— Start Raw data —

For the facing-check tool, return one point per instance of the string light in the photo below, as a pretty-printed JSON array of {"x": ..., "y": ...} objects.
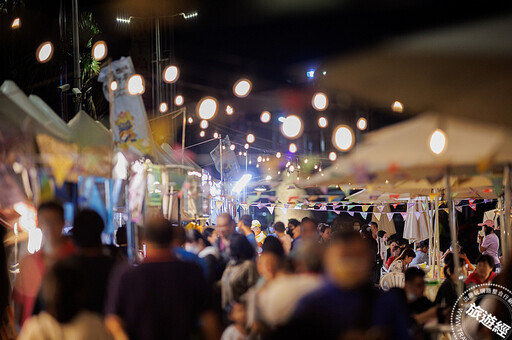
[
  {"x": 265, "y": 117},
  {"x": 362, "y": 123},
  {"x": 320, "y": 101},
  {"x": 242, "y": 88},
  {"x": 179, "y": 100},
  {"x": 207, "y": 108},
  {"x": 322, "y": 122},
  {"x": 171, "y": 74},
  {"x": 343, "y": 138},
  {"x": 397, "y": 106}
]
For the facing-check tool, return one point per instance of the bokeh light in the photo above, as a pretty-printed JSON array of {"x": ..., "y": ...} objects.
[
  {"x": 343, "y": 138},
  {"x": 292, "y": 127},
  {"x": 320, "y": 101}
]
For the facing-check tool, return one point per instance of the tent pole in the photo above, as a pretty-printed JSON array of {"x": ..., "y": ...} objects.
[
  {"x": 503, "y": 231},
  {"x": 436, "y": 232},
  {"x": 453, "y": 232},
  {"x": 506, "y": 210}
]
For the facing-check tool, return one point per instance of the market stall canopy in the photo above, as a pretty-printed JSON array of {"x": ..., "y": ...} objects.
[
  {"x": 15, "y": 108},
  {"x": 402, "y": 152},
  {"x": 463, "y": 71},
  {"x": 88, "y": 132}
]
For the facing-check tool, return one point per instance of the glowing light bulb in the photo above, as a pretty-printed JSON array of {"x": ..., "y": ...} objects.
[
  {"x": 136, "y": 85},
  {"x": 207, "y": 108},
  {"x": 343, "y": 138},
  {"x": 397, "y": 106},
  {"x": 171, "y": 74},
  {"x": 265, "y": 117},
  {"x": 99, "y": 50},
  {"x": 44, "y": 52},
  {"x": 179, "y": 100},
  {"x": 438, "y": 141},
  {"x": 242, "y": 88},
  {"x": 292, "y": 127},
  {"x": 320, "y": 101}
]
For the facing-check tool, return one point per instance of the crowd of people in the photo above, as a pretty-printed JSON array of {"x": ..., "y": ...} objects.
[{"x": 302, "y": 280}]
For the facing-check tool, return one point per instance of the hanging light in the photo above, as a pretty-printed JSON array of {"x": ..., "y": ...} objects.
[
  {"x": 322, "y": 122},
  {"x": 171, "y": 74},
  {"x": 438, "y": 141},
  {"x": 179, "y": 100},
  {"x": 362, "y": 123},
  {"x": 292, "y": 127},
  {"x": 242, "y": 88},
  {"x": 136, "y": 85},
  {"x": 207, "y": 108},
  {"x": 163, "y": 107},
  {"x": 320, "y": 101},
  {"x": 44, "y": 52},
  {"x": 99, "y": 50},
  {"x": 343, "y": 138},
  {"x": 397, "y": 106},
  {"x": 16, "y": 23},
  {"x": 265, "y": 117}
]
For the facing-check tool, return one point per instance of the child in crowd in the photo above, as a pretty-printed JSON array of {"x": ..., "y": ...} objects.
[{"x": 237, "y": 330}]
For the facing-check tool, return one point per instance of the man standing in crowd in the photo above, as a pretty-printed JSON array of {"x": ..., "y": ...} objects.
[
  {"x": 225, "y": 228},
  {"x": 171, "y": 296},
  {"x": 94, "y": 265},
  {"x": 320, "y": 314},
  {"x": 421, "y": 253},
  {"x": 55, "y": 246},
  {"x": 489, "y": 244}
]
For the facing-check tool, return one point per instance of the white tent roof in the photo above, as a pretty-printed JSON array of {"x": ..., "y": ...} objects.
[{"x": 402, "y": 152}]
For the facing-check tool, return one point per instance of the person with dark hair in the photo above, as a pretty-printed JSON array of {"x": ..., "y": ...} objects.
[
  {"x": 421, "y": 253},
  {"x": 172, "y": 296},
  {"x": 325, "y": 233},
  {"x": 321, "y": 314},
  {"x": 199, "y": 245},
  {"x": 292, "y": 225},
  {"x": 55, "y": 246},
  {"x": 285, "y": 239},
  {"x": 90, "y": 258},
  {"x": 402, "y": 262},
  {"x": 241, "y": 273},
  {"x": 483, "y": 272},
  {"x": 66, "y": 316},
  {"x": 447, "y": 294},
  {"x": 178, "y": 246},
  {"x": 490, "y": 243}
]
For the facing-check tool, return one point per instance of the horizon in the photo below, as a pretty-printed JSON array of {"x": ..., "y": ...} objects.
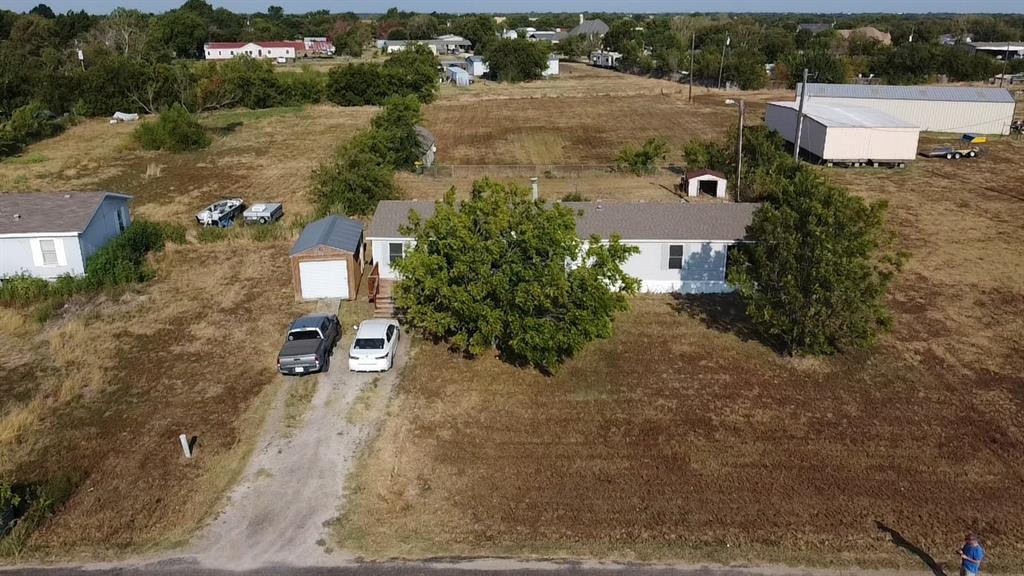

— End Raw data —

#### Directive
Which lines of the records above contain the string "below"? Pull out every one of them, and treat a difference in letter case as a mismatch.

#### Answer
For the facing-check tool, return one point per instance of the string light in the photo below, as a pretty-printed JSON array of {"x": ..., "y": ...} objects.
For the facing-check tool, return one point per instance of the horizon in the photo below, as a pretty-printed JSON array of {"x": ..., "y": ...} objects.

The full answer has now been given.